(Records from a point labeling set)
====================
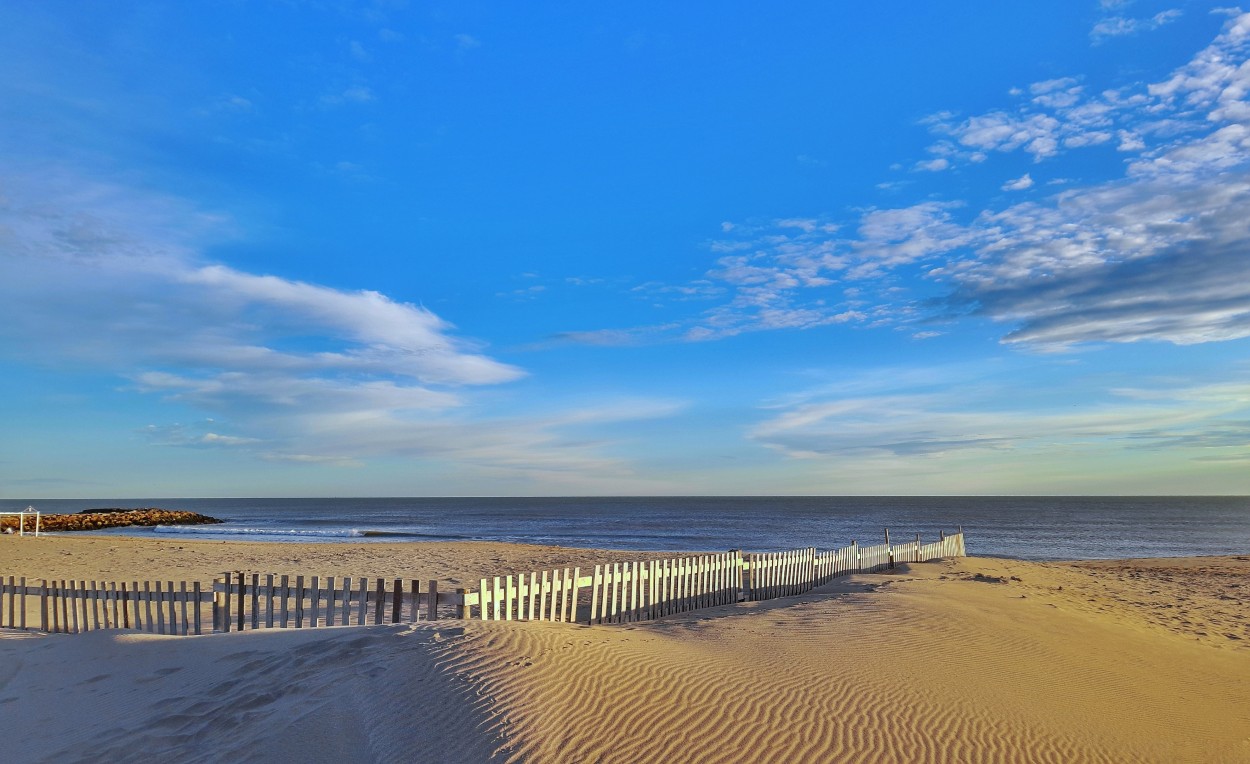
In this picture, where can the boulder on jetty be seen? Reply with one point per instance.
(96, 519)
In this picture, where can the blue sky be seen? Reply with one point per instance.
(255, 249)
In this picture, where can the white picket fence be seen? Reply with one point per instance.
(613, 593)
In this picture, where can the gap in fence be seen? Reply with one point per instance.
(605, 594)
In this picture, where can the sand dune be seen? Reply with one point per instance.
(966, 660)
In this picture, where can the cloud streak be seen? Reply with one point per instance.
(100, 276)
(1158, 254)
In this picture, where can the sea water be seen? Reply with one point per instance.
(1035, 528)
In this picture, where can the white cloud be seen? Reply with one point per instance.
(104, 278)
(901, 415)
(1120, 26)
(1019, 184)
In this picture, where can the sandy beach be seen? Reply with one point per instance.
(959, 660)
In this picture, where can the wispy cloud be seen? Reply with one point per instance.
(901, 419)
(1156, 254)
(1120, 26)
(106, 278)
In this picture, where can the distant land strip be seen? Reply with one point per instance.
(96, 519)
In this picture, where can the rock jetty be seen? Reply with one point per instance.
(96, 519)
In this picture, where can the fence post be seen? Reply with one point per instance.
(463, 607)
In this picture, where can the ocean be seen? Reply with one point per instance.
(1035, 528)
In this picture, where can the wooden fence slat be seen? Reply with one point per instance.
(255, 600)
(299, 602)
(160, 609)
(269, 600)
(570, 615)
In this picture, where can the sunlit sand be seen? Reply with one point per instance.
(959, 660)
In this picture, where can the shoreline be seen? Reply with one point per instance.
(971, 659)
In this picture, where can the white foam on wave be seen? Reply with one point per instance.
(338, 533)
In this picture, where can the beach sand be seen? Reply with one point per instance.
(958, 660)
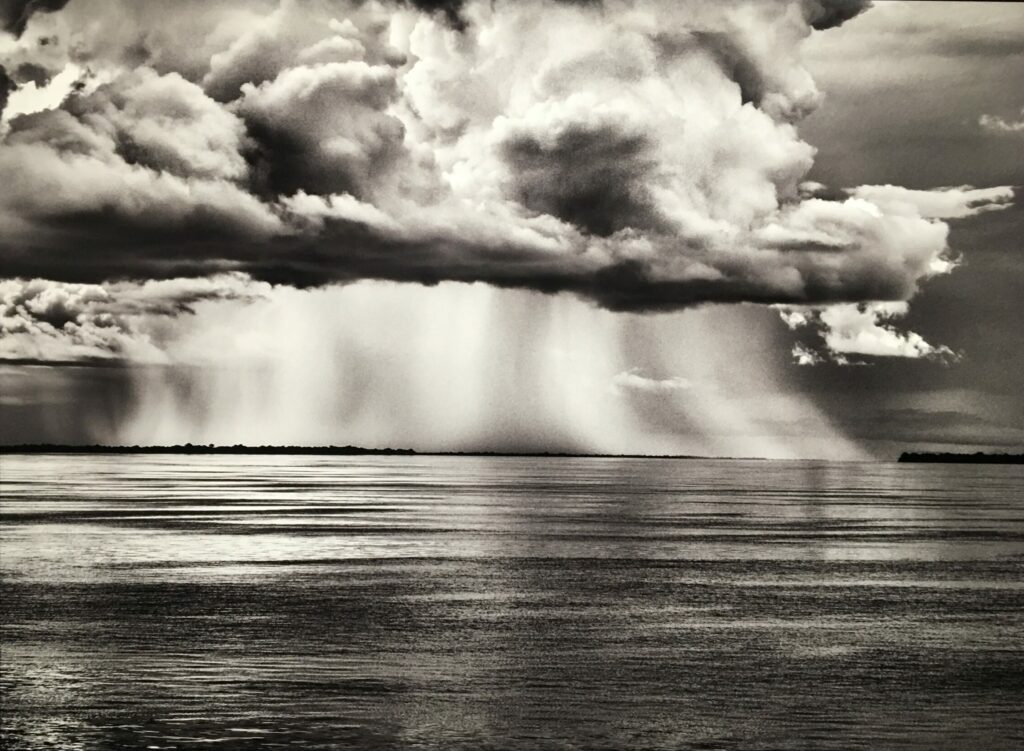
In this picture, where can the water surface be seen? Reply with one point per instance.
====================
» **TASK DIRECTIONS**
Reproduce the material above line for line, leaving out the pictures.

» **TASK SOLUTION**
In this picture, where can the boulder on jetty be seen? Reply with one point per instance.
(96, 519)
In this picture, where can the blue sky be seen? Reply with one point per instance.
(255, 249)
In this picture, where can the white picket fence be seen? Reply with one point per instance.
(613, 593)
In this picture, where can the gap in fence be seen? Reply with one point per instance.
(605, 594)
In this picture, where can the sand dune be seen? Reply with one point per instance.
(966, 660)
In this picture, where can the cloud streak be seen? Reply with one point per instance.
(100, 276)
(1158, 254)
In this picture, where can the sea water be seen? Reply with one point per instance.
(1035, 528)
In this picture, where can the white cloud be seen? Reply with one point per instance.
(104, 278)
(901, 415)
(1120, 26)
(1019, 184)
In this picture, where can the sandy beach be seen? Reply with one point per instance.
(959, 660)
In this picture, where can the wispy cloud be seen? Reply with one point per instance.
(901, 419)
(1156, 254)
(1120, 26)
(106, 278)
In this picture, where can the distant land strip be seen? Reply with one point per instance.
(96, 519)
In this picture, where can the rock jetty be seen? Reply with one point per instance.
(96, 519)
In this picture, where can the fence post be seen? Reply with one point per instance.
(463, 607)
In this picture, where can the ocean be seen? Reply with one point per instance.
(1035, 528)
In this picture, where can the wooden fence slat be seen? Reply with one point per instance.
(255, 600)
(299, 602)
(160, 609)
(269, 600)
(570, 615)
In this picture, where can the sunlit sand be seen? Reply with one point per instance.
(959, 660)
In this picture, where can the shoreline be seen? Reply with one point per instance.
(971, 659)
In this picture, where can the white foam on wave be seen? Reply with one point per instance.
(338, 533)
In this picture, where can the beach sand be seen? Reply with one point per instance.
(958, 660)
In this picture, where can the water surface be seen? Reply with one point per instance.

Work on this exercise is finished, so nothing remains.